• [Aim]: Update the stretch from "For digital signal" through "fidelity, and linearity." in the abstract on signal processors and cellular automata below, changing "overview" to "summary" wherever it occurs.

Abstract
This paper compares
digital signal processors with cellular automata and explores a possible
link between the two. The emphasis of the comparison is centered on the
parallel nature of both devices.
For digital signal processing, parallelism is discussed with
regards to hardware as well as software. Additionally a brief overview
of digital signal processing is provided. Topics covered in this overview include analog to digital
signal conversion, sampling, superposition, decomposition, Fourier
transformation, sinusoidal fidelity, and linearity.
Introduction
Cellular automata (CA) have long resided in the
ethereal world of theoretical computing devices. Over the years researchers from
around the globe have developed various ways to represent these
fictional machines in both hardware as well as software. At MIT, students and researchers have
built CAM-8 [2], a multiprocessor machine designed to mimic a CA. The popular mathematical
visualization application, Mathematica, has powerful tools for creating
CAs in software [9]. Perhaps
another incarnation of CAs, a more natural one, has existed all
along. Digital signal
processing, carried out by digital signal processors, may represent a
truly natural physical manifestation of these theoretical
machines. Here we examine this
possible relationship between cellular automata and digital signal processing.

• [Excerpted records]:

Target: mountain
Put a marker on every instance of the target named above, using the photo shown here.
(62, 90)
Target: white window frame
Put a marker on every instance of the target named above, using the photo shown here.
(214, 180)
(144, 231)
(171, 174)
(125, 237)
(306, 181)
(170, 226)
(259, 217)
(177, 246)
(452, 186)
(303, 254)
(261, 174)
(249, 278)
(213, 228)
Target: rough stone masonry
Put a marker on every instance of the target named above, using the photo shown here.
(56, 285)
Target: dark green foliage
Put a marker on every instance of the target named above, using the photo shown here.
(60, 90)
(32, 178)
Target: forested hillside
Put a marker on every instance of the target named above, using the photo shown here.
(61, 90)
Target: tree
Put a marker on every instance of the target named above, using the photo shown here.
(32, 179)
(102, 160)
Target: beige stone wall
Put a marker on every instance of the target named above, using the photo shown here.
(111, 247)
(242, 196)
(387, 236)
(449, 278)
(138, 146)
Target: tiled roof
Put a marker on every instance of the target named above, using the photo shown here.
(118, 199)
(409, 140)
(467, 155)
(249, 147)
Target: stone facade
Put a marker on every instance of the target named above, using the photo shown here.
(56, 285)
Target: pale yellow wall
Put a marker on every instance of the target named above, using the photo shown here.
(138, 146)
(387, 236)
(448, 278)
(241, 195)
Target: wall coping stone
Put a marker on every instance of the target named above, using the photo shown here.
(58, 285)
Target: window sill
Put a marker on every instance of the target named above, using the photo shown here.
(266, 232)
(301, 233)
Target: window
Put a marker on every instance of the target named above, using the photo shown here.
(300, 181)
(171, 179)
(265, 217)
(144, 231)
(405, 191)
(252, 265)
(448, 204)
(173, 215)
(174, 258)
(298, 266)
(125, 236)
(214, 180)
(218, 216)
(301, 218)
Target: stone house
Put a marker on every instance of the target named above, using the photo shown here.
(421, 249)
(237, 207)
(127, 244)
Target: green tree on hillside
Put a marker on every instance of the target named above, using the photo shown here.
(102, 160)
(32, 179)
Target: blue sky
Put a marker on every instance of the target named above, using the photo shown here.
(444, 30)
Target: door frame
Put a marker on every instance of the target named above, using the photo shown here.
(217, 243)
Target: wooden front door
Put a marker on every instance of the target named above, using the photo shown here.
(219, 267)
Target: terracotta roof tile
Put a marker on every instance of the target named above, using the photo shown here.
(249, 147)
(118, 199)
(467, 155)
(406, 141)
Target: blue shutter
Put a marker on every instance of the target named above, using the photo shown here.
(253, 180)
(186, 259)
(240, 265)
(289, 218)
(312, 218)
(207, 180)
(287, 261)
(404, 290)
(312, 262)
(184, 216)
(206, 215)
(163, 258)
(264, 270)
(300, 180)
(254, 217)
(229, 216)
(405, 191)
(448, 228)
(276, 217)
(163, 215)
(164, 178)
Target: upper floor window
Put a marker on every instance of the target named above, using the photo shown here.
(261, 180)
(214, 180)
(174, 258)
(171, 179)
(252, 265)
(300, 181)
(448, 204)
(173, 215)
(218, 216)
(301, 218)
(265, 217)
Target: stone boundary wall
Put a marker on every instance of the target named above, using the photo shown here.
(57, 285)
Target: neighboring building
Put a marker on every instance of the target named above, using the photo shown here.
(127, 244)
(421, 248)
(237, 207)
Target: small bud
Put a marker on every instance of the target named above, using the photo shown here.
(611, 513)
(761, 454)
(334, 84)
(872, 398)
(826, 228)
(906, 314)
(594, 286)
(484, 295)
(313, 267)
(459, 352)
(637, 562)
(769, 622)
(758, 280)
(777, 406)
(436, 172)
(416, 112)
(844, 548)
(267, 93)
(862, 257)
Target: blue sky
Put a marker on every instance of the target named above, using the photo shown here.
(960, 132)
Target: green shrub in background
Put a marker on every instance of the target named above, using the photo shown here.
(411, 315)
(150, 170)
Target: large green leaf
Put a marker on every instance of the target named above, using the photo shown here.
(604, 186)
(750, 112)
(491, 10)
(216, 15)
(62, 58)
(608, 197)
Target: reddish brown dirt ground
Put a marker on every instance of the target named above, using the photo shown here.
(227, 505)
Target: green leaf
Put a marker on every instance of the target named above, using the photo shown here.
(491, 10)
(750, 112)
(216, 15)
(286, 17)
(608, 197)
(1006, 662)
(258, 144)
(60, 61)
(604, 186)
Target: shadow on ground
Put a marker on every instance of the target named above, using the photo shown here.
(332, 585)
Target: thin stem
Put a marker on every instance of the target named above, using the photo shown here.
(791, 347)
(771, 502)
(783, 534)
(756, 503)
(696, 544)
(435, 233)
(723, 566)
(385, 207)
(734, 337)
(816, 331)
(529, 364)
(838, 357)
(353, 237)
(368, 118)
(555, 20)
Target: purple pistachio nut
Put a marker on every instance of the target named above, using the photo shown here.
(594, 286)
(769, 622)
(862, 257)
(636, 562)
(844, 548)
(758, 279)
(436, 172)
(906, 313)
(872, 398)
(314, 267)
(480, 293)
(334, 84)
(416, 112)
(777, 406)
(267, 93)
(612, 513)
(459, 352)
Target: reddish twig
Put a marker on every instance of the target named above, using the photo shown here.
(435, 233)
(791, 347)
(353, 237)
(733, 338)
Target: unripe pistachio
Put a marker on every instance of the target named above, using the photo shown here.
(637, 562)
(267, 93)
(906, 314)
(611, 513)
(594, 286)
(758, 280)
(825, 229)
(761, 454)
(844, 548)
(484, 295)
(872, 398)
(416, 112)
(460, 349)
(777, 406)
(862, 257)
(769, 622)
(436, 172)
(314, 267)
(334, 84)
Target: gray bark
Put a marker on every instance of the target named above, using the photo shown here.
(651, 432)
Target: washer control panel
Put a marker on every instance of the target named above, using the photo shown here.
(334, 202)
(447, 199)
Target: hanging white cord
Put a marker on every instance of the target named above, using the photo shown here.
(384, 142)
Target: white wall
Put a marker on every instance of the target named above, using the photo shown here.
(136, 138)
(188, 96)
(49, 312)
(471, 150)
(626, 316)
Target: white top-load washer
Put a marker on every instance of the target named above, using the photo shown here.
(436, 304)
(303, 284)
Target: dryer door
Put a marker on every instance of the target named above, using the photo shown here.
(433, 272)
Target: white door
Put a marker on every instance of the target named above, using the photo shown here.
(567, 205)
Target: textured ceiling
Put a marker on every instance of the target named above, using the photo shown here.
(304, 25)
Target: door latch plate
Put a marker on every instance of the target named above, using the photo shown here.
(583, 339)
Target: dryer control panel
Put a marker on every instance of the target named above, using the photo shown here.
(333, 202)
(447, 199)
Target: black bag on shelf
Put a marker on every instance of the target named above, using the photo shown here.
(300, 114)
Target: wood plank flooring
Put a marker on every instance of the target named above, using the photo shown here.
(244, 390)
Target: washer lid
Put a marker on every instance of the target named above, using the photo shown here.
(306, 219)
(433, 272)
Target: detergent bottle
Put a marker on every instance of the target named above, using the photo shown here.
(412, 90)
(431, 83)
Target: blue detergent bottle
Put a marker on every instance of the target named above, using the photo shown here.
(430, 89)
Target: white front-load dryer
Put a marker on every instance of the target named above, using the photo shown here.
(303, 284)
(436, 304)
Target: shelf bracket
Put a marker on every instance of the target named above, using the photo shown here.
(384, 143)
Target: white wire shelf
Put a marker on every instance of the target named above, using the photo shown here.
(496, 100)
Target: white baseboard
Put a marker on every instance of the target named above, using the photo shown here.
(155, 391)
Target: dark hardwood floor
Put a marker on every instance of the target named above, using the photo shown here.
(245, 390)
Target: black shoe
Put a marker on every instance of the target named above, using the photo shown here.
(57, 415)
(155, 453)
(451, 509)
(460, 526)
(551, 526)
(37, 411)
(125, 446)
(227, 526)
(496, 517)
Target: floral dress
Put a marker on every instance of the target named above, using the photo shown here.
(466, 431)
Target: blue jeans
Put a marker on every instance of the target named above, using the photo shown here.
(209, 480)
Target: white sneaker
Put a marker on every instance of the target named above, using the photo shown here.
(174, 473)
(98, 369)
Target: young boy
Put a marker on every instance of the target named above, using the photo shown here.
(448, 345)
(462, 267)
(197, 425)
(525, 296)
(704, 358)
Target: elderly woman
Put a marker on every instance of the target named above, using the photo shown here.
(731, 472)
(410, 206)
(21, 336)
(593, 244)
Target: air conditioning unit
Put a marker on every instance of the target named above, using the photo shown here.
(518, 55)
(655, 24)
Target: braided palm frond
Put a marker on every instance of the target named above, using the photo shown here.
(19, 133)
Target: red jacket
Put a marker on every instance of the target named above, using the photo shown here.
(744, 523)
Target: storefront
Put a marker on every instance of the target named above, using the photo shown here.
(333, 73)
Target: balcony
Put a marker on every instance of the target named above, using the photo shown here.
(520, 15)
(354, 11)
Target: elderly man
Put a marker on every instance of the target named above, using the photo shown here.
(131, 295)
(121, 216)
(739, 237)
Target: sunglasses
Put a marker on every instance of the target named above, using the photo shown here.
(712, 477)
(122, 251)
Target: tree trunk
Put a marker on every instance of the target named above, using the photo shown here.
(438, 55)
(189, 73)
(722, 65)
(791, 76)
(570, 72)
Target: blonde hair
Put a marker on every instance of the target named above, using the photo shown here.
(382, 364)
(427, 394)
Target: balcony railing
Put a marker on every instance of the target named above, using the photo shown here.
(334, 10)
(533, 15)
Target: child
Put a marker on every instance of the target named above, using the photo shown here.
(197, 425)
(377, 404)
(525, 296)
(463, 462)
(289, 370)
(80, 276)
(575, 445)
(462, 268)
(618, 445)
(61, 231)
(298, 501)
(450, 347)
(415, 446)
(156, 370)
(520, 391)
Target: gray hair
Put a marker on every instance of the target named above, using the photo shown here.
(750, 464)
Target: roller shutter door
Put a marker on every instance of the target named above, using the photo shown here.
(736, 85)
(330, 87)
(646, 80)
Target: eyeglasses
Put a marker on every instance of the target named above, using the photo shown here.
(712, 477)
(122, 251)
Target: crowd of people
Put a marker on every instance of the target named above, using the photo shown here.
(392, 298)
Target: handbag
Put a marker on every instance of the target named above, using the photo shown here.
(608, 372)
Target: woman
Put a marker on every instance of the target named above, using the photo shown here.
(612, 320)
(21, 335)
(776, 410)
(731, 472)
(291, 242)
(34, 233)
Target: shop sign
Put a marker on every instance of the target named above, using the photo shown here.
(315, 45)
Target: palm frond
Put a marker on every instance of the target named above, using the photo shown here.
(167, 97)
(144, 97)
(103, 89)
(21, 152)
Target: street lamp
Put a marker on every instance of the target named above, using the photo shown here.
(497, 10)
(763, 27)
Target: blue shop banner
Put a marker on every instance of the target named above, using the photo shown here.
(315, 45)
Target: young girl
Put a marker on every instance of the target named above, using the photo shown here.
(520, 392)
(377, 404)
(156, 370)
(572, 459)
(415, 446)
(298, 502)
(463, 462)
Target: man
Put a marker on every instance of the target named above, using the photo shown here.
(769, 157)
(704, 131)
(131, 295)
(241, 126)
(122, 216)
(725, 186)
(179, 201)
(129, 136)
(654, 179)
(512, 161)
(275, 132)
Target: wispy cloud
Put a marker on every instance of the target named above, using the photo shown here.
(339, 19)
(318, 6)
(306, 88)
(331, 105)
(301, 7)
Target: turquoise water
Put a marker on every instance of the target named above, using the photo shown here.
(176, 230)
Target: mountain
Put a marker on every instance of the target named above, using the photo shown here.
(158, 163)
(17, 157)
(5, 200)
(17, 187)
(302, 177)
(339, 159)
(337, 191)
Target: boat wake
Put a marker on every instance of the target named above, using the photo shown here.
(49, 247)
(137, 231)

• [Solution below]:
For digital signal processing, parallelism is discussed with
regards to hardware as well as software. Additionally a brief summary
of digital signal processing is provided. Topics covered in this summary include analog to digital
signal conversion, sampling, superposition, decomposition, Fourier
transformation, sinusoidal fidelity, and linearity.